### What you will do
Print, exactly and completely, every entry in the data.

##### Records provided

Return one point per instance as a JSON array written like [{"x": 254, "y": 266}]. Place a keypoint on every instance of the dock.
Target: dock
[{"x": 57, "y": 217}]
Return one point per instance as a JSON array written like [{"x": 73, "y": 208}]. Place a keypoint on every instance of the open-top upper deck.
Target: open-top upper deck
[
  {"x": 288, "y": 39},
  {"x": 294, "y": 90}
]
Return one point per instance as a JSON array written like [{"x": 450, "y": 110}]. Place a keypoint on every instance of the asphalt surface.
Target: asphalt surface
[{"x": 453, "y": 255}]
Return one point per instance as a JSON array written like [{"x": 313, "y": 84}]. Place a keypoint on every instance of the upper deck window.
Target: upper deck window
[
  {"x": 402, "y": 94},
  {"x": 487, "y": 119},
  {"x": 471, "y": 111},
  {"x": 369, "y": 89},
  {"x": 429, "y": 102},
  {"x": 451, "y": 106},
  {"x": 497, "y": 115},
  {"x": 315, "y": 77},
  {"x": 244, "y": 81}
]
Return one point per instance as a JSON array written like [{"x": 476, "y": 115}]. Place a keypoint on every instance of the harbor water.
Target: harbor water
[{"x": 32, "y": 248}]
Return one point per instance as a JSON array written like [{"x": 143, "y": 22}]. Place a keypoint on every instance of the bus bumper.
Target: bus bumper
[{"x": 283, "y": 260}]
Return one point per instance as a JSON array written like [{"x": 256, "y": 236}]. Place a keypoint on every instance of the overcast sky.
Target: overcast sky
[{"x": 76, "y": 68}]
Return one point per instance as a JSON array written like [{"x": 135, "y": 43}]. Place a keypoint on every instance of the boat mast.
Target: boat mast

##########

### Final answer
Return one point per instance as a JSON array written like [{"x": 254, "y": 266}]. Place a keypoint on every instance of the dock.
Target: dock
[{"x": 57, "y": 217}]
Return one point per instance as a JSON array written like [{"x": 73, "y": 208}]. Place a keypoint on every instance of the open-top upper deck.
Target: open-top upper deck
[
  {"x": 288, "y": 39},
  {"x": 294, "y": 90}
]
Return one point per instance as a JSON array written like [{"x": 450, "y": 110}]. Place a keypoint on every instance of the asphalt surface.
Target: asphalt surface
[{"x": 453, "y": 255}]
Return one point per instance as a JSON array written like [{"x": 313, "y": 84}]. Place a keypoint on every instance of the upper deck window.
Target: upper deck window
[
  {"x": 402, "y": 94},
  {"x": 487, "y": 119},
  {"x": 471, "y": 111},
  {"x": 369, "y": 89},
  {"x": 429, "y": 102},
  {"x": 451, "y": 106},
  {"x": 497, "y": 115},
  {"x": 315, "y": 77},
  {"x": 244, "y": 81}
]
Return one point per instance as a JSON array written like [{"x": 476, "y": 115}]. Place a keypoint on every instance of the harbor water.
Target: harbor water
[{"x": 32, "y": 248}]
Return one point per instance as a JSON array written like [{"x": 143, "y": 22}]. Place a keypoint on every instance of the bus bumper.
Target: bus bumper
[{"x": 283, "y": 260}]
Return one point per instance as a JSON array written like [{"x": 256, "y": 236}]. Place a keypoint on every instance of the overcast sky.
Target: overcast sky
[{"x": 76, "y": 68}]
Return one point per instance as a JSON array written like [{"x": 135, "y": 43}]. Place a keypoint on every instance of the boat mast.
Target: boat mast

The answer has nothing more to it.